**PROVIDED TEXT**
====
The National Green Tribunal (NGT) has imposed an interim penalty of Rs. 25 crore on Oil India Limited (OIL) due to its failure in stopping the fire in Assam’s Baghjan 5 gas well that has adversely impacted the people and ecology in the area, Live Law reported.

In an order passed in two original applications – one moved by environmentalist Bonani Kakkar and the other by Assam-based NGO Wild Life & Environmental Conservation Organisation, a bench comprising Justices SP Wangdi and Siddhanta Das directed, “In view of the prima facie case made out against OIL on the extent of damage caused to the environment and biodiversity, damage to both human and wildlife, public health and, having regard to the financial worth of the Company and the extent of damage, we direct the OIL to deposit an initial amount of Rs 25 Crores with the District Magistrate, Tinsukia District, Assam and shall abide by further orders of the Tribunal.”

The applicants invoked the precautionary principle and the Polluters Pay Principle under Sections 20 of the NG Act, 2010 as well as the “Public Trust” doctrine, the order stated.

Apart from this, the bench constituted an eight-member committee to look into the matter and submit its preliminary report within 30 days. It has asked the committee to look at the cause of gas and oil leak, extent of loss and damage caused to human life, wildlife and environment, whether any contamination has been caused to the water, air and soil of the area, contamination of the water of the Dibru river, impact on the Dibru-Saikhowa National Park and Maguri-Motapung Wetland and assessment of compensation for the victims and cost of restitution among other aspects.
====
**WORK TO COMPLETE**
1. From the report on the Baghjan gas well fire, list every principle and doctrine the applicants invoked.
2. Say whether each statement agrees with the report on the Baghjan gas well fire, giving yes or no and quoting the words that decide it. (a) Oil India Limited must deposit the initial amount with the District Magistrate of Tinsukia District. (b) The committee must submit its preliminary report within 60 days. (c) The Wild Life & Environmental Conservation Organisation is based in Assam.
====
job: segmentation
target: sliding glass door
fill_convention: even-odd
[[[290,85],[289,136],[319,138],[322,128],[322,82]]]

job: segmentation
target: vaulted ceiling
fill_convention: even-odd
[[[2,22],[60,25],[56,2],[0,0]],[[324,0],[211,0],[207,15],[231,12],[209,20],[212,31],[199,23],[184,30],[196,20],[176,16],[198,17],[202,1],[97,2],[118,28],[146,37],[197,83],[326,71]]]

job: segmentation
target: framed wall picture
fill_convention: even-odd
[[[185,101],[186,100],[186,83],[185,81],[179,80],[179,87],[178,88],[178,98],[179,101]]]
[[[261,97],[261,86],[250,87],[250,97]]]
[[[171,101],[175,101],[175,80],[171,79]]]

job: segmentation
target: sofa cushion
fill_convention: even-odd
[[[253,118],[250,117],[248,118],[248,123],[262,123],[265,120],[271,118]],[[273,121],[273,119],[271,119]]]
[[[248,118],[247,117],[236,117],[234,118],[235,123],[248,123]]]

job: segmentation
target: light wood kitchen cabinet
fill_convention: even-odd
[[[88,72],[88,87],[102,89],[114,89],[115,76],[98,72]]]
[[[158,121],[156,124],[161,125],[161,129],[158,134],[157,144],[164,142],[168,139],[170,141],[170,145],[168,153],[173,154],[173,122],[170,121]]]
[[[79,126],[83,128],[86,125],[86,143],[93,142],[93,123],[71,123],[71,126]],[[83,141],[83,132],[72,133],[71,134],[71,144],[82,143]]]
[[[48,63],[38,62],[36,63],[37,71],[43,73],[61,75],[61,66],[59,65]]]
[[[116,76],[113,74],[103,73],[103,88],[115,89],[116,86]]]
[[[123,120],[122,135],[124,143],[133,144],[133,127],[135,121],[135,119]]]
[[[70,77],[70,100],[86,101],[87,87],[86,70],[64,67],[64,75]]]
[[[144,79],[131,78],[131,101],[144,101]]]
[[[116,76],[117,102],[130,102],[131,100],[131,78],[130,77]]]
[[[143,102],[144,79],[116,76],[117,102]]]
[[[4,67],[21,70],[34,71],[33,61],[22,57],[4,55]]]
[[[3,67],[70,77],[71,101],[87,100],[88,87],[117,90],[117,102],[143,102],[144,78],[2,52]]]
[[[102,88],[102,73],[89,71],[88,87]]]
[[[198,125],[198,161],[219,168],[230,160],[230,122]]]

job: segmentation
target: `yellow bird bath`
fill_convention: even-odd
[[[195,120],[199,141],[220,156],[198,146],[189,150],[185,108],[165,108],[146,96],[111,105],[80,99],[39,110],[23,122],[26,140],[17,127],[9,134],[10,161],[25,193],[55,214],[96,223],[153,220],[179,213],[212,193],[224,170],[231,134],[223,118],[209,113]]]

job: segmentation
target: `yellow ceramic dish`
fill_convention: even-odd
====
**ANSWERS BELOW**
1.
- The precautionary principle
- The Polluters Pay Principle
- The "Public Trust" doctrine

2.
(a) Yes: "deposit an initial amount of Rs 25 Crores with the District Magistrate, Tinsukia District, Assam"
(b) No: "submit its preliminary report within 30 days"
(c) Yes: "Assam-based NGO Wild Life & Environmental Conservation Organisation"